DOCUMENT SEGMENT start

Re: [PATCH net-next v4 9/9] net: dsa: lan9645x: add port statistics

From: Jakub Kicinski

Date: Tue May 05 2026 - 21:49:39 EST

This is an AI-generated review of your patch. The human sending this
email has considered the AI review valid, or at least plausible.
---
net: dsa: lan9645x: add port statistics

This patch wires up ethtool -S, standard ethtool group stats,
and ndo_get_stats64 for the lan9645x DSA driver. A delayed work
polls the 32-bit hardware counters every 3 seconds and accumulates
them into a 64-bit software cache to handle hardware wraparound.

> diff --git a/drivers/net/dsa/microchip/lan9645x/lan9645x_main.c b/drivers/net/dsa/microchip/lan9645x/lan9645x_main.c
> index 15a493c1f215..cea46bfe729e 100644
> --- a/drivers/net/dsa/microchip/lan9645x/lan9645x_main.c
> +++ b/drivers/net/dsa/microchip/lan9645x/lan9645x_main.c

[ ... ]

> @@ -255,6 +257,12 @@ static int lan9645x_setup(struct dsa_switch *ds)

DOCUMENT SEGMENT end
ROWS start

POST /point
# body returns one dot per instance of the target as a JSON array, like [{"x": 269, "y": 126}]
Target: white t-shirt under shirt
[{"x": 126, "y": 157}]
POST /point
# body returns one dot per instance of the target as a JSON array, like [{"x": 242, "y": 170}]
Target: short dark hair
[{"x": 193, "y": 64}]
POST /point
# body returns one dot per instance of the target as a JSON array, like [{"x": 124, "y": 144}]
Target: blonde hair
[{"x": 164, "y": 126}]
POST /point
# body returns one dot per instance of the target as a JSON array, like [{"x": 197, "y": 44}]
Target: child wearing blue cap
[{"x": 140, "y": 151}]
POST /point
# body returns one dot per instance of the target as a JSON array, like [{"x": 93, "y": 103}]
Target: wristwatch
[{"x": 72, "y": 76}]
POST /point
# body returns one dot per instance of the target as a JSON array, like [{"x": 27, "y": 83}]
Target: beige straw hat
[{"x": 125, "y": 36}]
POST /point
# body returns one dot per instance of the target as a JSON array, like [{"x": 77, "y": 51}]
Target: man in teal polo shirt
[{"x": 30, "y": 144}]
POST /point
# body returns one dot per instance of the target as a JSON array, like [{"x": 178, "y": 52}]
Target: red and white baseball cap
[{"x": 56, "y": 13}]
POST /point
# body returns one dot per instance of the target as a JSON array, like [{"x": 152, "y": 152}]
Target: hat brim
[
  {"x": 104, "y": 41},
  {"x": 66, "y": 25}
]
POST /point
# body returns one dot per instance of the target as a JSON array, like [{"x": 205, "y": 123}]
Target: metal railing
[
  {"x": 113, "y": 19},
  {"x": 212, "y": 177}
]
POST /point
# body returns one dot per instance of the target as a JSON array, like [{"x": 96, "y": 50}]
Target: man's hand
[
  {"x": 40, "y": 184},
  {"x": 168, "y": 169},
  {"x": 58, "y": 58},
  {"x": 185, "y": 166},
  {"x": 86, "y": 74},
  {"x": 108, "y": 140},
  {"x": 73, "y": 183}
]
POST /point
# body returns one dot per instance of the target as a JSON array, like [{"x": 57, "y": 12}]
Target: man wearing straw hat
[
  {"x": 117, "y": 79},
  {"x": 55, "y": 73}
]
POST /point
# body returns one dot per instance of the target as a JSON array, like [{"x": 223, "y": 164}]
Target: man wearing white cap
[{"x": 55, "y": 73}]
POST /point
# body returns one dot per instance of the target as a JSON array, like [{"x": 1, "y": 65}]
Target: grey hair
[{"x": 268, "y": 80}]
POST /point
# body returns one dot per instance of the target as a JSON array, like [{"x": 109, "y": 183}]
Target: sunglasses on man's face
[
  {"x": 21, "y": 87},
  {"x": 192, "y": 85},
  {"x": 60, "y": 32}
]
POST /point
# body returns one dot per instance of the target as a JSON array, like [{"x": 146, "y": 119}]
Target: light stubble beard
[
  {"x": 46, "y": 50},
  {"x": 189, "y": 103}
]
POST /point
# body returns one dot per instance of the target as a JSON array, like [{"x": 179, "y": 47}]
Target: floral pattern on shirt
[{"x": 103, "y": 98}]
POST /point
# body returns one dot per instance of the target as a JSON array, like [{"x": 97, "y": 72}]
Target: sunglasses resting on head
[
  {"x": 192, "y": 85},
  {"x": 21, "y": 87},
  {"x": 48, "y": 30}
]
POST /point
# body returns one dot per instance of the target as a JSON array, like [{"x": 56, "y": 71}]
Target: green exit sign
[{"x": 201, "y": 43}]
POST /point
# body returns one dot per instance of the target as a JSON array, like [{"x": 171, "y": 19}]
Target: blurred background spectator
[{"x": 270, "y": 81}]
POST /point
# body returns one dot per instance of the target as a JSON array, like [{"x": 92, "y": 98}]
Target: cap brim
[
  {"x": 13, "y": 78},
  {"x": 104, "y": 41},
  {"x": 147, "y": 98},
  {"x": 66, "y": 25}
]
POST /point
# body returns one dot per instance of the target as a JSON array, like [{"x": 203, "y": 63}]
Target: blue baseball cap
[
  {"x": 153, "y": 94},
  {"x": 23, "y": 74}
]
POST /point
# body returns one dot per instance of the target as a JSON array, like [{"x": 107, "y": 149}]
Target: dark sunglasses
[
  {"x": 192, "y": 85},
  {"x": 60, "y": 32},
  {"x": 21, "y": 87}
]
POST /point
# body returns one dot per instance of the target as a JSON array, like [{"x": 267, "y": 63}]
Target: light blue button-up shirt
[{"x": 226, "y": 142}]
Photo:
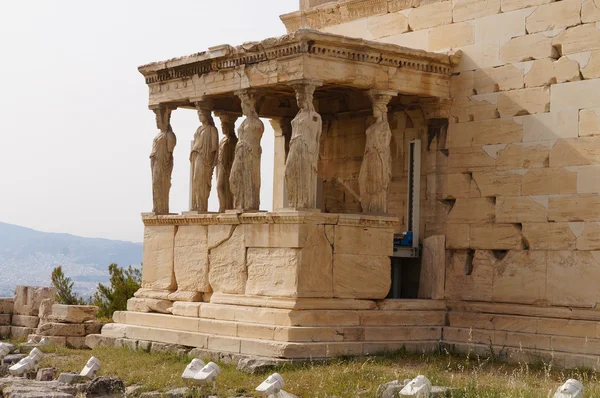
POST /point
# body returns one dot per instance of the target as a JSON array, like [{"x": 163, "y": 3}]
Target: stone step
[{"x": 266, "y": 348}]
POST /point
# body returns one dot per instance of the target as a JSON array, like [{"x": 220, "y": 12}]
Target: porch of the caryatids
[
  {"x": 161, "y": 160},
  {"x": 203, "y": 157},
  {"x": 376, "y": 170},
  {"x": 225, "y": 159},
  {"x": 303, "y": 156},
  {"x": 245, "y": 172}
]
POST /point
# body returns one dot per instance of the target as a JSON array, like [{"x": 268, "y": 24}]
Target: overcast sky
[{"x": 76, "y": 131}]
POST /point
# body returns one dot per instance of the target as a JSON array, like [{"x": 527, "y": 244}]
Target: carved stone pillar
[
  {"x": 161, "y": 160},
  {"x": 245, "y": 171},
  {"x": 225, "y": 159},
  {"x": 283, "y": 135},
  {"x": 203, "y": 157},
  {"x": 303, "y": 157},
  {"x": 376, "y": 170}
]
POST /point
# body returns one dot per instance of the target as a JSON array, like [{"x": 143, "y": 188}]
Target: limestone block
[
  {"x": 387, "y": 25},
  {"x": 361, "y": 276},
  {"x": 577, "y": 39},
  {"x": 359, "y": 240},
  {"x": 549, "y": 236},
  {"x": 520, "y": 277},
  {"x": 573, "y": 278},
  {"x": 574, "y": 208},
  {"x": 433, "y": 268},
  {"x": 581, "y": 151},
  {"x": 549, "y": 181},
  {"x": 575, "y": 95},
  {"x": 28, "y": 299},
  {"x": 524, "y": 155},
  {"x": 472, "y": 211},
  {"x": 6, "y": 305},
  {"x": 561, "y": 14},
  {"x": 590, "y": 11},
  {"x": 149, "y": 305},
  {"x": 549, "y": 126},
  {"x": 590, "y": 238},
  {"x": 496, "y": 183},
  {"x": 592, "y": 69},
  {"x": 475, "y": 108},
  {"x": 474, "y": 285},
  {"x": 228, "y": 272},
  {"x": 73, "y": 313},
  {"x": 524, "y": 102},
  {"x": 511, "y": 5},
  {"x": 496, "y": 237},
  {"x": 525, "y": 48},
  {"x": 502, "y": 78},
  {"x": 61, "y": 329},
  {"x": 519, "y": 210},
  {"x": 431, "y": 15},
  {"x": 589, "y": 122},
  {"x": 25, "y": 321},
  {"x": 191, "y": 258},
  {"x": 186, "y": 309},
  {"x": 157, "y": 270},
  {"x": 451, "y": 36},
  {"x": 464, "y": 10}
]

ROWS end

## PROBLEMS
1 - Can you reproduce, word for word, the part of the lan9645x patch review between "Date: Tue May" and "handle hardware wraparound.", inclusive?
2 - Can you resume the lan9645x patch review from the point where it stops?

## OUTPUTS BY TASK
1 -
Date: Tue May 05 2026 - 21:49:39 EST

This is an AI-generated review of your patch. The human sending this
email has considered the AI review valid, or at least plausible.
---
net: dsa: lan9645x: add port statistics

This patch wires up ethtool -S, standard ethtool group stats,
and ndo_get_stats64 for the lan9645x DSA driver. A delayed work
polls the 32-bit hardware counters every 3 seconds and accumulates
them into a 64-bit software cache to handle hardware wraparound.

2 -
> if (!lan9645x->owq)
> return -ENOMEM;
>
> + err = lan9645x_stats_init(lan9645x);
> + if (err) {
> + dev_err(dev, "Failed to init stats.\n");
> + goto owq_destroy;
> + }
> +
> ds->mtu_enforcement_ingress = true;
> ds->assisted_learning_on_cpu_port = true;
> ds->fdb_isolation = true;
> @@ -265,6 +273,10 @@ static int lan9645x_setup(struct dsa_switch *ds)
> lan9645x->num_phys_ports - lan9645x->num_port_dis);
>
> return 0;
> +
> +owq_destroy:
> + destroy_workqueue(lan9645x->owq);
> + return err;
> }

Is this owq_destroy error path reachable today?

Looking at lan9645x_stats_init():

int lan9645x_stats_init(struct lan9645x *lan9645x)
{
struct lan9645x_stats *stats = lan9645x->stats;

queue_delayed_work(stats->queue, &stats->work,
LAN9645X_STATS_CHECK_DELAY);

return 0;
}

it unconditionally returns 0, so the goto owq_destroy branch is dead.

If a future change either makes lan9645x_stats_init() return an error, or
adds any fallible step after it in lan9645x_setup(), the cleanup would
fall through owq_destroy without calling lan9645x_stats_deinit(), leaving
the self-requeuing delayed work armed on stats->queue.

Also, dsa_switch_setup() in net/dsa/dsa.c does not invoke ds->ops->teardown
when ops->setup() itself fails, so lan9645x_teardown (which is where
lan9645x_stats_deinit is called today) will not run in that scenario.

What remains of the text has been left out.